§ **Given exercise**:
Substitute "innermost" for "deepest" in the items below, from the start through the line with "[[361, 677]]". Give those lines again with everything else unchanged.

-- Input records start --

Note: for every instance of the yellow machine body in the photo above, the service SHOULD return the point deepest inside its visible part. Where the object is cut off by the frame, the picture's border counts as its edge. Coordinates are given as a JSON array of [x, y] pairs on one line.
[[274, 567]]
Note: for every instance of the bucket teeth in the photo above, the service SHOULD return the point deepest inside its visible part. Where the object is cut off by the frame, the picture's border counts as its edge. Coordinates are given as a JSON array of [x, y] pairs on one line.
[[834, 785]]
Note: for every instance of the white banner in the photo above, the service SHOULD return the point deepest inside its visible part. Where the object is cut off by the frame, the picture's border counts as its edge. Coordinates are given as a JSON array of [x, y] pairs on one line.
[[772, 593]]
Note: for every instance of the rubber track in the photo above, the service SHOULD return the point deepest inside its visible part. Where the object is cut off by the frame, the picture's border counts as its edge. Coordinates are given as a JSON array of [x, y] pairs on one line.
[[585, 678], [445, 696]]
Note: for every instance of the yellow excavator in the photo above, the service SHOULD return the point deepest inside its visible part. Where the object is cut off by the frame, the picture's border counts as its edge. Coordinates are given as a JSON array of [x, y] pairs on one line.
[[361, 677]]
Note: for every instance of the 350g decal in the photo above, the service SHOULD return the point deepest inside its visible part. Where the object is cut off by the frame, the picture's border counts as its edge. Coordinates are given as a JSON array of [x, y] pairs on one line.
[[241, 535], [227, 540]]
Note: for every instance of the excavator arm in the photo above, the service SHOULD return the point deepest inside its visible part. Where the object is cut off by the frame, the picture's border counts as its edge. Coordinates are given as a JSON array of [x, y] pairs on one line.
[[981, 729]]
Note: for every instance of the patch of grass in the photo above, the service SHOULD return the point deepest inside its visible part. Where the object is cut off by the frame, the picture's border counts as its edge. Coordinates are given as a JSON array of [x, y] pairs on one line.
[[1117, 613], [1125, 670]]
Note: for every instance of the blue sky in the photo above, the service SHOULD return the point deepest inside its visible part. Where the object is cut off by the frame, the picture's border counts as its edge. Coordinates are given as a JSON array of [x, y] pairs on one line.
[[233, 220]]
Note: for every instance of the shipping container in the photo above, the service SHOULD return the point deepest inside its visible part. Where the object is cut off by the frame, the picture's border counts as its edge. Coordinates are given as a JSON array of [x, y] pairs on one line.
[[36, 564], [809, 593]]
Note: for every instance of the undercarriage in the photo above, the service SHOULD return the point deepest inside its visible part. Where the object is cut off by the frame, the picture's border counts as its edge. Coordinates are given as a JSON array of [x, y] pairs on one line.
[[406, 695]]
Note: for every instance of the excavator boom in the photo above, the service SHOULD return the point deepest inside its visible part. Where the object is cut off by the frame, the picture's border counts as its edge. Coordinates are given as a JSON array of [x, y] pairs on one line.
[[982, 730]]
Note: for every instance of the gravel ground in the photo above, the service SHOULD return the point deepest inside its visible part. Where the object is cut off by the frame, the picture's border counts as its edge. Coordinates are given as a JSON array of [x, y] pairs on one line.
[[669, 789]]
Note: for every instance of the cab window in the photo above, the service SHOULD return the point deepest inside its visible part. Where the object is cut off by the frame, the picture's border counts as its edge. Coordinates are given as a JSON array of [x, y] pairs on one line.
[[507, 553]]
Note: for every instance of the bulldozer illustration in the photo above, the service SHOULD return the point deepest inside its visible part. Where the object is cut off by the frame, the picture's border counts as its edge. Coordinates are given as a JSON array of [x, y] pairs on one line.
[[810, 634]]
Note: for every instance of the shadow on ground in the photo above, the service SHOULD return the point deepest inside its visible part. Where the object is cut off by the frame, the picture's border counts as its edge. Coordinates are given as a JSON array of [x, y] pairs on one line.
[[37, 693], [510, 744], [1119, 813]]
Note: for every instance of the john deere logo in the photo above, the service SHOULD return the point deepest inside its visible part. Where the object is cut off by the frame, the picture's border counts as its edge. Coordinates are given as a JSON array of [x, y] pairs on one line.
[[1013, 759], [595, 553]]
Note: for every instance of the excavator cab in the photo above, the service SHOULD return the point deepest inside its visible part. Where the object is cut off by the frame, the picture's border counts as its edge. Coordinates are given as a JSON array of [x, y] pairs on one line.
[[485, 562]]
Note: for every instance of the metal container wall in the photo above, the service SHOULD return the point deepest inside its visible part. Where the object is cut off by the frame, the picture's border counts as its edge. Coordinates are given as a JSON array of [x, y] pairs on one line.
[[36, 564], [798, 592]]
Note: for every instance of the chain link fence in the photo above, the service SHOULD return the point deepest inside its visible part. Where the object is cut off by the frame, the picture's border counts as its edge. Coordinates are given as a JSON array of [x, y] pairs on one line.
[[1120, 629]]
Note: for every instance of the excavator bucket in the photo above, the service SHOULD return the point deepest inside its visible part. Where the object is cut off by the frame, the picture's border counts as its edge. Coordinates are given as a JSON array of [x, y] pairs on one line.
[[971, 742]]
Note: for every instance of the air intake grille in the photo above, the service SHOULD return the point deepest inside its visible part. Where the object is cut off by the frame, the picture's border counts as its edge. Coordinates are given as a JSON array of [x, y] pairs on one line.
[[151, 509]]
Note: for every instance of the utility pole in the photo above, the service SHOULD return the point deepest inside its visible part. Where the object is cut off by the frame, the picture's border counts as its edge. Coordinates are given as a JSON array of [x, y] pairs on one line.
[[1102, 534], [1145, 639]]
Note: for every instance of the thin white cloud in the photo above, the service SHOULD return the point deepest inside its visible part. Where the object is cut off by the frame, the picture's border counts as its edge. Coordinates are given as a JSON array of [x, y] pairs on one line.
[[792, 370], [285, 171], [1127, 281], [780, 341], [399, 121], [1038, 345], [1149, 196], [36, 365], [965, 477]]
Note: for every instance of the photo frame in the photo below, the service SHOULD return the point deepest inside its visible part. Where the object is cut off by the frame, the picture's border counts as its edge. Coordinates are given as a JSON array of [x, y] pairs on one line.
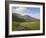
[[17, 12]]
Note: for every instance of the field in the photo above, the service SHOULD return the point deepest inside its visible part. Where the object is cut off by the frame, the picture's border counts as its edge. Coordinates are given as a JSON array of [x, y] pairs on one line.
[[20, 24]]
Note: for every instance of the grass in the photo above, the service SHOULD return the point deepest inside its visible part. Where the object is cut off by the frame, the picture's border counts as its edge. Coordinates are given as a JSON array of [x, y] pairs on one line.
[[28, 25]]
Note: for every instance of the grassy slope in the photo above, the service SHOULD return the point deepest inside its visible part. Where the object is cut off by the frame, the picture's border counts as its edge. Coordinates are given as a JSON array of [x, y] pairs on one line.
[[19, 23]]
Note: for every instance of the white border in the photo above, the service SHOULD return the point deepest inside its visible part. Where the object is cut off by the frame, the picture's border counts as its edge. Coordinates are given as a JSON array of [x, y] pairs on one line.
[[25, 32]]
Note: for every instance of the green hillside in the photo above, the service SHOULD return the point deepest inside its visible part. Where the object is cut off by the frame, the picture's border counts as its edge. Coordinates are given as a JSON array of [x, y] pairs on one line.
[[19, 24]]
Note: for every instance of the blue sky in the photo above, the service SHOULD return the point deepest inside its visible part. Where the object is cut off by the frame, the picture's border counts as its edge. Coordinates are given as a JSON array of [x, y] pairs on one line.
[[31, 11]]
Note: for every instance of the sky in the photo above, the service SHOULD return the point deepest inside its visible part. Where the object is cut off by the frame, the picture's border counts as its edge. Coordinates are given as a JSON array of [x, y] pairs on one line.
[[31, 11]]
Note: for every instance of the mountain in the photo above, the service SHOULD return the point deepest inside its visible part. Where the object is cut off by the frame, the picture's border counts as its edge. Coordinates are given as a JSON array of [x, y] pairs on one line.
[[18, 17]]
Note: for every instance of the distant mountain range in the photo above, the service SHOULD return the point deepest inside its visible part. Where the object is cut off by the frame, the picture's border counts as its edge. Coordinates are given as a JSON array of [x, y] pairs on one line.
[[24, 17]]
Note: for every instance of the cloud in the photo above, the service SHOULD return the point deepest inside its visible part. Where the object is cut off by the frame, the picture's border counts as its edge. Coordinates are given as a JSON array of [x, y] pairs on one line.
[[19, 10]]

-- Input records end --

§ **Exercise answer**:
Note: for every instance of the yellow machine body in the photo above, the service SHOULD return the point innermost inside its visible part. Where the object is cut off by the frame, the picture's border counts as its edge. Coordinates are given as a JSON array of [x, y] pairs on one line.
[[274, 567]]
Note: for every instance of the bucket teeth in the photo above, the service SHOULD return the point innermost inside its visible part. Where the object is cut off by the frame, the picture's border counts as its edge. Coordinates are given as a JSON array of [x, y] pairs on one line.
[[834, 785]]
Note: for every instance of the white banner in the photo above, the service SHOULD return the point innermost inside its visible part. Where the object is cut off by the frame, the picture's border counts as its edge. Coordinates are given as a JSON array of [x, y] pairs on one line.
[[772, 593]]
Note: for every instance of the rubber track in the photo above, the service SHOULD return the point innermost inside its visible part. Where the object is cut off by the frame, the picture's border counts as its edge. Coordinates are given as a JSON array of [x, y] pairs on one line.
[[585, 678], [445, 696]]
Note: for every instance of the yellow excavator in the photo above, the service SHOULD return the point innermost inside its visible part. Where the object is cut off by the frame, the picture's border counts as its edge. Coordinates are given as a JSON array of [x, y] pairs on one line.
[[361, 677]]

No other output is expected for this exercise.